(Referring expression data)
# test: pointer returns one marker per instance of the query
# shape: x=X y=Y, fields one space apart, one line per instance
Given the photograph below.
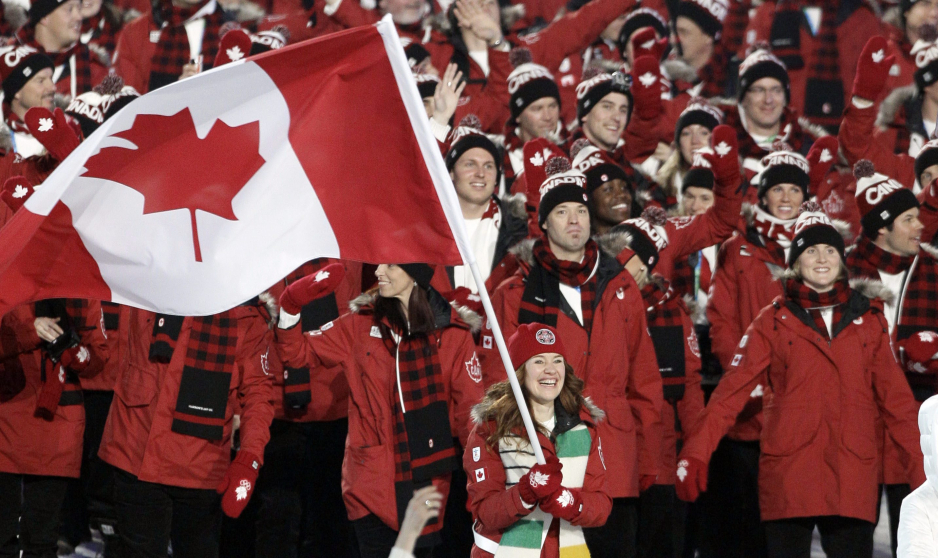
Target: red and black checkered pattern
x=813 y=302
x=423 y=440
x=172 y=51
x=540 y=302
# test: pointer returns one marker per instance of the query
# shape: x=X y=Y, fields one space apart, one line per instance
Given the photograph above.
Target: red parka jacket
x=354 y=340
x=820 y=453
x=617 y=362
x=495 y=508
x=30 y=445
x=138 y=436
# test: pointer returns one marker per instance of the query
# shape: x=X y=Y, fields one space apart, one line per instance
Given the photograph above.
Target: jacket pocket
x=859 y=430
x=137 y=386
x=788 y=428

**AIM OF THE EXERCISE:** The span to print begins at the line containing "Target: red parka jacket" and ends at the final line of the entries; print it exactly and print nothing else.

**ANSWER SECTION:**
Target: red parka jacket
x=354 y=340
x=820 y=453
x=617 y=362
x=495 y=508
x=30 y=445
x=138 y=436
# test: pointer returns one marker per instance of the query
# shape: x=X y=Y, fields one space apart, one line per instance
Given the photograph above.
Target: jacket pocket
x=859 y=430
x=137 y=386
x=788 y=428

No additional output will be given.